What to do — Extract and repeat unchanged the lines of the listing below from the one containing "One pin per instance of the road, set" through the one containing "<point>10,193</point>", both included.

* BEGIN Available data *

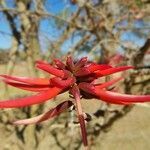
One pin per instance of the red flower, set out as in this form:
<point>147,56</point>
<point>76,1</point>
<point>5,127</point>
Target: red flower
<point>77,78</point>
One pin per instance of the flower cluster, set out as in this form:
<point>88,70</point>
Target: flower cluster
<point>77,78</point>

* END Available data *
* BEGIN Available data *

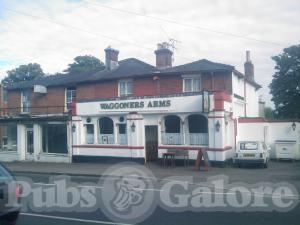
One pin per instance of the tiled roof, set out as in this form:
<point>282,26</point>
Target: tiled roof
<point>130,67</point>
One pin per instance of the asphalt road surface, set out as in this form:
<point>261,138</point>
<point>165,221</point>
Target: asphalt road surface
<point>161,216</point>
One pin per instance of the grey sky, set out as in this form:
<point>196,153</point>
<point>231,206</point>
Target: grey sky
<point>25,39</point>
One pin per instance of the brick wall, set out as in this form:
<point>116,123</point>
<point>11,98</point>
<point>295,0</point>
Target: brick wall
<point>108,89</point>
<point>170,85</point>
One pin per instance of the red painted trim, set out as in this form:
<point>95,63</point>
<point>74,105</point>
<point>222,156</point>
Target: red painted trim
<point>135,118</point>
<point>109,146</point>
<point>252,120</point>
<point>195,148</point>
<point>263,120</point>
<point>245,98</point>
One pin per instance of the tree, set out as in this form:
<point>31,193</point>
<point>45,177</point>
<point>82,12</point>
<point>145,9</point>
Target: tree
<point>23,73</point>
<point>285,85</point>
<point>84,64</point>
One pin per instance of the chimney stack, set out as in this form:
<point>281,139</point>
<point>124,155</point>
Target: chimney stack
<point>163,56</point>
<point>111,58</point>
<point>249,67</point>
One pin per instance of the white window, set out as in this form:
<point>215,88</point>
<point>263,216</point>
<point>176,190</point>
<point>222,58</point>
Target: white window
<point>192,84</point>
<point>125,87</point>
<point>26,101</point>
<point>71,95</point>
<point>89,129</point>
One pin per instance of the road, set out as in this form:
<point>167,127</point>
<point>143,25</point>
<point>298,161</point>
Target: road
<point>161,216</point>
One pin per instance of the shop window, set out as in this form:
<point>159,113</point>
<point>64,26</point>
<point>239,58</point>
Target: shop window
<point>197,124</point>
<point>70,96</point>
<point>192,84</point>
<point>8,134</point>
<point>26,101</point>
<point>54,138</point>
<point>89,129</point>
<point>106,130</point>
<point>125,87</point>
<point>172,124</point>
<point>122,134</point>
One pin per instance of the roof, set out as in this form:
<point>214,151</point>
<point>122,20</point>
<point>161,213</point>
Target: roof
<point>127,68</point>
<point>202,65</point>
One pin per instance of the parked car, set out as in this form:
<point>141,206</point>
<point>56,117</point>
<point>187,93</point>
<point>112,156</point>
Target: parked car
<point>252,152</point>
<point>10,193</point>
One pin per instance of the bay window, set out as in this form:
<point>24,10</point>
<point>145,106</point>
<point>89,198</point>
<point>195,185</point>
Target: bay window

* END Available data *
* BEGIN Available data *

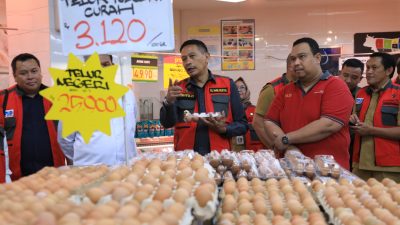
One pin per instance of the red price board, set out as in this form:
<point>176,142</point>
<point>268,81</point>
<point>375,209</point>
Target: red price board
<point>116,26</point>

* END Available data *

Full response —
One pin per instance of the road, set out as in this form:
<point>167,127</point>
<point>143,25</point>
<point>298,161</point>
Target: road
<point>161,216</point>
One pin per instance of the shop window, set out as in this form:
<point>159,113</point>
<point>64,26</point>
<point>239,58</point>
Target: shop window
<point>197,124</point>
<point>70,96</point>
<point>192,84</point>
<point>8,134</point>
<point>26,101</point>
<point>54,138</point>
<point>89,129</point>
<point>106,130</point>
<point>125,87</point>
<point>172,124</point>
<point>122,134</point>
One pin per instance of the roof, set out as in this form:
<point>214,151</point>
<point>122,20</point>
<point>161,213</point>
Target: roof
<point>127,68</point>
<point>202,65</point>
One pin per instance of the parked car, set out as in this form:
<point>141,206</point>
<point>56,117</point>
<point>187,93</point>
<point>112,156</point>
Target: parked car
<point>252,152</point>
<point>10,193</point>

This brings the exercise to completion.